Segment Start: Excerpted text

Daniel Englander
SunPower and First Solar: Two Men Enter. One Man Leaves. January 25, 2008 at 12:30 PM
The thin film bug caught on in a big way in 2007. Investors flocked to the sector despite the technology’s low relative conversion efficiency, driven by tight silicon supply, declining production costs, and the promise of covering the world in flexible PV. First Solar, which IPO’ed in November 2006 at $20 a share, was a big winner in the thin film rush. The company flew high all through 2007, hitting $280 a share on the day after Christmas 2007 on the back of a $34 million acquisition of Turner Renewables, more than $6 billion in contracts out to 2012, and a considerable first mover advantage on other thin film companies. Between it’s November 2006 IPO and the Christmas high, the stock had jumped 1300 percent, while the company’s revenue was up around 270 percent.
First Solar hit an intraday low of $150 yesterday tracking a bust cycle in oversold solar stocks. According to the Motley Fool, the company was selling at nearly 50 times sales and 200 times EBITDA, requiring a 50 percent annual growth and a 30 percent operating margin to maintain it’s current valuation. However, with thin film competitors Nanosolar and Sharp bringing in the big guns towards the end of 2007 at the same time as policy-driven markets in the U.S., Germany and Spain began curtailing their solar incentives, First Solar’s stock took an unattractive turn. Tightening cadmium supply likely also played a role in the messiness.

Segment End: Excerpted text

Work order 1: Please decide whether each statement agrees with the solar stocks article, answering yes or no and quoting the words from the article that settle it. (a) First Solar went public in November 2006 at $20 a share. (b) First Solar's revenue rose about 1300 percent between its IPO and the Christmas high. (c) Investors favored thin film because of its high conversion efficiency.
Work order 2: List every dollar amount that appears in the solar stocks article.

Segment Start: Dataset records

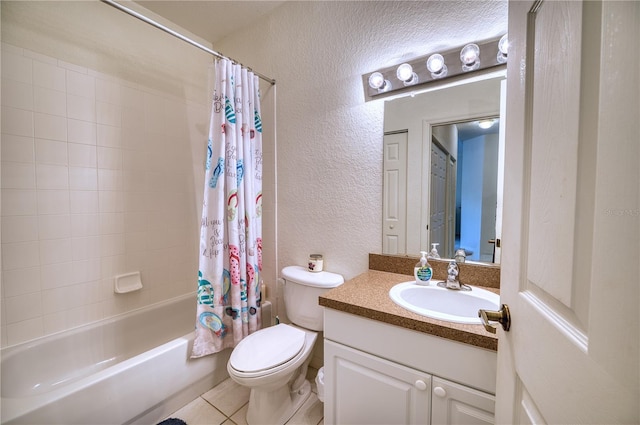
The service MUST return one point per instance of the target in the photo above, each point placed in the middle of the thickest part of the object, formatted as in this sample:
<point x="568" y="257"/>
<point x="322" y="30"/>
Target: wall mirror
<point x="443" y="173"/>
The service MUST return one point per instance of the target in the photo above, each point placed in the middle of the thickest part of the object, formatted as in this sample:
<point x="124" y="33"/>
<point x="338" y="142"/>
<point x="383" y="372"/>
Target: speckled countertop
<point x="367" y="295"/>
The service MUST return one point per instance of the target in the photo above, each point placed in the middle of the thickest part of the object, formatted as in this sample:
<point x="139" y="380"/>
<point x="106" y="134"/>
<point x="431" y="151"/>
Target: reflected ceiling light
<point x="437" y="67"/>
<point x="406" y="75"/>
<point x="377" y="82"/>
<point x="485" y="124"/>
<point x="503" y="49"/>
<point x="470" y="57"/>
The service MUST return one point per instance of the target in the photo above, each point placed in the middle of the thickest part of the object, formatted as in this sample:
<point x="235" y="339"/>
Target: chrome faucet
<point x="452" y="276"/>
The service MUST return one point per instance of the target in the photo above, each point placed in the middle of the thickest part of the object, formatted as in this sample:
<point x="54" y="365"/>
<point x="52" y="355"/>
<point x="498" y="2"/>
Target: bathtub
<point x="133" y="368"/>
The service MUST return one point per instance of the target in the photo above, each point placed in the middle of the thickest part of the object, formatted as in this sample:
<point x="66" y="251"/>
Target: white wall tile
<point x="108" y="91"/>
<point x="85" y="225"/>
<point x="17" y="148"/>
<point x="82" y="155"/>
<point x="49" y="101"/>
<point x="111" y="245"/>
<point x="50" y="127"/>
<point x="17" y="94"/>
<point x="20" y="255"/>
<point x="21" y="281"/>
<point x="52" y="176"/>
<point x="82" y="132"/>
<point x="83" y="201"/>
<point x="83" y="178"/>
<point x="85" y="270"/>
<point x="21" y="228"/>
<point x="110" y="158"/>
<point x="108" y="114"/>
<point x="19" y="202"/>
<point x="54" y="251"/>
<point x="111" y="201"/>
<point x="18" y="175"/>
<point x="53" y="201"/>
<point x="51" y="152"/>
<point x="16" y="67"/>
<point x="110" y="179"/>
<point x="85" y="248"/>
<point x="109" y="136"/>
<point x="81" y="84"/>
<point x="54" y="226"/>
<point x="24" y="331"/>
<point x="49" y="76"/>
<point x="81" y="108"/>
<point x="17" y="122"/>
<point x="55" y="275"/>
<point x="23" y="307"/>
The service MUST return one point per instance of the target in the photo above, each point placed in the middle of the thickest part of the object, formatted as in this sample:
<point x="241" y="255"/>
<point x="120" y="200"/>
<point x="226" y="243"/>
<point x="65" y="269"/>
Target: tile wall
<point x="97" y="179"/>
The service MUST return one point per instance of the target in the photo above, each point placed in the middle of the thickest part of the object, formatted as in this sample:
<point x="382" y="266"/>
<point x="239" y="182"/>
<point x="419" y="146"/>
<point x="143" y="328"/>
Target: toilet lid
<point x="267" y="348"/>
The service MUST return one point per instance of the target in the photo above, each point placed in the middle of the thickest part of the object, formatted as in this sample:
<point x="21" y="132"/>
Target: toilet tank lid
<point x="318" y="279"/>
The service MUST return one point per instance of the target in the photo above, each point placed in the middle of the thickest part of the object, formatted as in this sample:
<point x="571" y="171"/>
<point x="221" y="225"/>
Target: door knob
<point x="502" y="316"/>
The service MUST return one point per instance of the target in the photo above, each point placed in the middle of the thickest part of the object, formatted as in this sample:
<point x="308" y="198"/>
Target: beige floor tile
<point x="199" y="412"/>
<point x="310" y="413"/>
<point x="240" y="417"/>
<point x="228" y="396"/>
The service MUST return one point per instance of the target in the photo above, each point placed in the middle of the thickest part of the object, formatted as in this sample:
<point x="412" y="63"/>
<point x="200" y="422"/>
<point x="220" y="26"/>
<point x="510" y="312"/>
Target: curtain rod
<point x="181" y="37"/>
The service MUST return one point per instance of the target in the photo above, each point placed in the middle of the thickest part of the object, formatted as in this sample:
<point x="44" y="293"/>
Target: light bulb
<point x="470" y="57"/>
<point x="405" y="74"/>
<point x="436" y="65"/>
<point x="376" y="80"/>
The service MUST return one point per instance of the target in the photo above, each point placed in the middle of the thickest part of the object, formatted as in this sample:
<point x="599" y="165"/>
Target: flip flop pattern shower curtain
<point x="230" y="264"/>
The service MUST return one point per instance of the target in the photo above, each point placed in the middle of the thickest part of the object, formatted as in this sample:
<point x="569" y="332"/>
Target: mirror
<point x="426" y="165"/>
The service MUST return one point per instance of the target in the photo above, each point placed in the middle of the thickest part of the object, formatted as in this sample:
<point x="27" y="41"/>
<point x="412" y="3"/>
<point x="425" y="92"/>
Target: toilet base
<point x="276" y="407"/>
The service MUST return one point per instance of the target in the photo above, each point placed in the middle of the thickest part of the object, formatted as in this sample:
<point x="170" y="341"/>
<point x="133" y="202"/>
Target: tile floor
<point x="227" y="404"/>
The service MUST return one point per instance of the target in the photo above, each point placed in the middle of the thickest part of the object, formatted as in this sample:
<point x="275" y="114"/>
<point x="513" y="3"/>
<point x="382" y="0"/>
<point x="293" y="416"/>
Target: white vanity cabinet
<point x="376" y="373"/>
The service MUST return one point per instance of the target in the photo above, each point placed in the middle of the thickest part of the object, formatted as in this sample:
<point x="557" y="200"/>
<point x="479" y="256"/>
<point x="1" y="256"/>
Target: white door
<point x="394" y="222"/>
<point x="571" y="215"/>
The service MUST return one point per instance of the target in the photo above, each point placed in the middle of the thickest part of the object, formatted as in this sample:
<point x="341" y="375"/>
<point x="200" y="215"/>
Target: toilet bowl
<point x="273" y="361"/>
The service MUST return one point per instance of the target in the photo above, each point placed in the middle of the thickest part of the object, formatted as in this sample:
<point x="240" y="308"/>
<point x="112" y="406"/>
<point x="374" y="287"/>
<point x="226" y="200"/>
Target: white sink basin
<point x="444" y="304"/>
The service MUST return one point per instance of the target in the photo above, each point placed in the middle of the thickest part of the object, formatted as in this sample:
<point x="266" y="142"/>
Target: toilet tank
<point x="301" y="291"/>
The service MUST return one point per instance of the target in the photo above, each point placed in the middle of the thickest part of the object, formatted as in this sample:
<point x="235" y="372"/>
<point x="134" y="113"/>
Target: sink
<point x="444" y="304"/>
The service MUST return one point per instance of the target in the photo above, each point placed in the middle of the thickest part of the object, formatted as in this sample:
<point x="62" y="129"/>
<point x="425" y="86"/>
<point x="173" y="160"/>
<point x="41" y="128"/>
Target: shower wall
<point x="104" y="126"/>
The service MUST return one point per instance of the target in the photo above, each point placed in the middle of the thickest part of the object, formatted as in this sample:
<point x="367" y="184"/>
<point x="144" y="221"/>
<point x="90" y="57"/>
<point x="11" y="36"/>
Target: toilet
<point x="273" y="361"/>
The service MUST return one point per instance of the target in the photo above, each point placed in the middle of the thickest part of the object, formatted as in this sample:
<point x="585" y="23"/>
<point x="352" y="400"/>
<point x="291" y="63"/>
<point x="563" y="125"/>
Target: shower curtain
<point x="230" y="263"/>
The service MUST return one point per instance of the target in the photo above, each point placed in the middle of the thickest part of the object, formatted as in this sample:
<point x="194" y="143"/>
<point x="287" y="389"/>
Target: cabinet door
<point x="456" y="404"/>
<point x="365" y="389"/>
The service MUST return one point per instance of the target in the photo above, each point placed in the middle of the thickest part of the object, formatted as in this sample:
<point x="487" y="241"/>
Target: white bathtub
<point x="133" y="368"/>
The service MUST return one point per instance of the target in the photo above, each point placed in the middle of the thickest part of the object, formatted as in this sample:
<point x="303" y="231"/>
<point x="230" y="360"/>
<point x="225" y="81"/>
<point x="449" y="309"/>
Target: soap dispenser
<point x="434" y="251"/>
<point x="423" y="271"/>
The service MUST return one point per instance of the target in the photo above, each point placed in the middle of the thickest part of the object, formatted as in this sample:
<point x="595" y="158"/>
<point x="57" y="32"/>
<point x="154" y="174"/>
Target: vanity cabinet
<point x="376" y="373"/>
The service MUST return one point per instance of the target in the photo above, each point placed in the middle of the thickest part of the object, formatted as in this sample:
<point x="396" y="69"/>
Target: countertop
<point x="367" y="295"/>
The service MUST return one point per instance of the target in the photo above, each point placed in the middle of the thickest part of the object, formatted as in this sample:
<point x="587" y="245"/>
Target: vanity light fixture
<point x="437" y="67"/>
<point x="470" y="57"/>
<point x="415" y="74"/>
<point x="406" y="75"/>
<point x="503" y="49"/>
<point x="377" y="82"/>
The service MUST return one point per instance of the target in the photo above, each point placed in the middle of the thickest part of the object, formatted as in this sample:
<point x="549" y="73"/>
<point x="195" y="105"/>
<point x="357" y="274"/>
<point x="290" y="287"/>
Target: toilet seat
<point x="276" y="345"/>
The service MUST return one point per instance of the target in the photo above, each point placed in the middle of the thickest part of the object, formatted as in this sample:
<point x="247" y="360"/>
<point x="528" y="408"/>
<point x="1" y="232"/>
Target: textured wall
<point x="329" y="141"/>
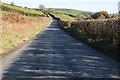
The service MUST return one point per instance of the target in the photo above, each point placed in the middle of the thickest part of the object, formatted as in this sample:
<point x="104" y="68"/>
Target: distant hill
<point x="23" y="11"/>
<point x="73" y="12"/>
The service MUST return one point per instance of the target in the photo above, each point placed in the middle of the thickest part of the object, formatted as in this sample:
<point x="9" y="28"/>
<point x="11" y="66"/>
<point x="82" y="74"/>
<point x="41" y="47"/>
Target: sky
<point x="86" y="5"/>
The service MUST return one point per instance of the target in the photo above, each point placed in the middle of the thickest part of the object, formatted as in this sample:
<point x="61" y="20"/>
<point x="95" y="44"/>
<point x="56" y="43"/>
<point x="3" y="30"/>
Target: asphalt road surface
<point x="55" y="54"/>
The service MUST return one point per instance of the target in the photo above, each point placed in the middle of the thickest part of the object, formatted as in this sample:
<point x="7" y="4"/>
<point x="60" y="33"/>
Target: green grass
<point x="23" y="11"/>
<point x="64" y="17"/>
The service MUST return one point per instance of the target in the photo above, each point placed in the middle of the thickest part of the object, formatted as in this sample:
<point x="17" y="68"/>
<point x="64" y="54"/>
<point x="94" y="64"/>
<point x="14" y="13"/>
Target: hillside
<point x="20" y="25"/>
<point x="23" y="11"/>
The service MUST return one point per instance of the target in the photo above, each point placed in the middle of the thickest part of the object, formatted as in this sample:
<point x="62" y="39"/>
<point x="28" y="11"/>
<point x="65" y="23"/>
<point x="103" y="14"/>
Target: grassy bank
<point x="63" y="16"/>
<point x="100" y="34"/>
<point x="17" y="29"/>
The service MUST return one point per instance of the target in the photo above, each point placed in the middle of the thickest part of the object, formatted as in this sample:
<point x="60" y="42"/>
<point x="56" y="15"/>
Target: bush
<point x="100" y="34"/>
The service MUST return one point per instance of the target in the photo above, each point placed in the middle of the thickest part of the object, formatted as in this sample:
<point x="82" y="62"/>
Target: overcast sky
<point x="86" y="5"/>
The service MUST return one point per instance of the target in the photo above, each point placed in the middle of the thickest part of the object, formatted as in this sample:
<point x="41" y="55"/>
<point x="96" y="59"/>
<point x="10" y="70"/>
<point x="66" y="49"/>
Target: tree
<point x="80" y="16"/>
<point x="12" y="3"/>
<point x="100" y="15"/>
<point x="42" y="7"/>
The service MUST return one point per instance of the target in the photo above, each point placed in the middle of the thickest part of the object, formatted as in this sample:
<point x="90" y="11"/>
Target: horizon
<point x="111" y="6"/>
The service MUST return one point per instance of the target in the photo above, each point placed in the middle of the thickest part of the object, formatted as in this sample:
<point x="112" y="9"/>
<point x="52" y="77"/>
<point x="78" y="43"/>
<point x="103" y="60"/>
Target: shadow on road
<point x="54" y="54"/>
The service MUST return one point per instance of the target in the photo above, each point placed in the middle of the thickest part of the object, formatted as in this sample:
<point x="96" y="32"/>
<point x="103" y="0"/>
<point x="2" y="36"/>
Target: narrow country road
<point x="55" y="54"/>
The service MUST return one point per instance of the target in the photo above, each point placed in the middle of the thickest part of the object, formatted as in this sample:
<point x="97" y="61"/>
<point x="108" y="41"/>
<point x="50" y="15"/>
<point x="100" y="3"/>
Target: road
<point x="55" y="54"/>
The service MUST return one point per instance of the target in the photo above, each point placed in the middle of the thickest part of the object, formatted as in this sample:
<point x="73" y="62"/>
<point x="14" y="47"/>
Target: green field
<point x="23" y="11"/>
<point x="64" y="17"/>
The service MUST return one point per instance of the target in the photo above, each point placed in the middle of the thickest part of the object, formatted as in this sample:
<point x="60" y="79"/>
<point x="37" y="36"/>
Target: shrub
<point x="100" y="34"/>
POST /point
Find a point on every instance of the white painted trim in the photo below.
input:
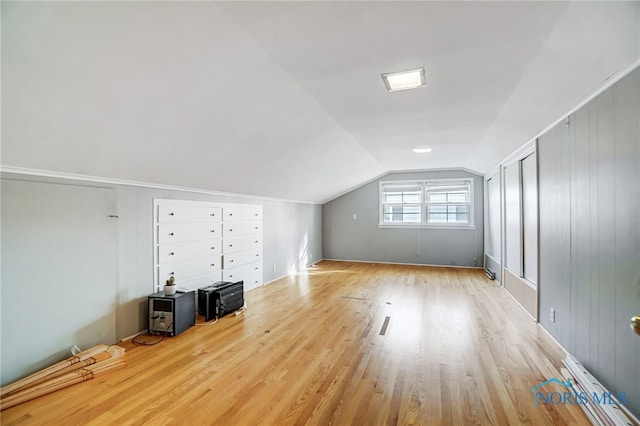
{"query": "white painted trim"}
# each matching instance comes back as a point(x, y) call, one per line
point(408, 264)
point(552, 338)
point(413, 226)
point(112, 181)
point(520, 154)
point(518, 302)
point(424, 204)
point(608, 82)
point(380, 176)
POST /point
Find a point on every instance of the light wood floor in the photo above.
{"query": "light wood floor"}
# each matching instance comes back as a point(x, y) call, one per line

Segment End: Dataset records

Answer section 1:
(a) Yes: "First Solar, which IPO’ed in November 2006 at $20 a share"
(b) No: "while the company’s revenue was up around 270 percent"
(c) No: "despite the technology’s low relative conversion efficiency"

Answer section 2:
$20 a share
$280 a share
$34 million
$6 billion
$150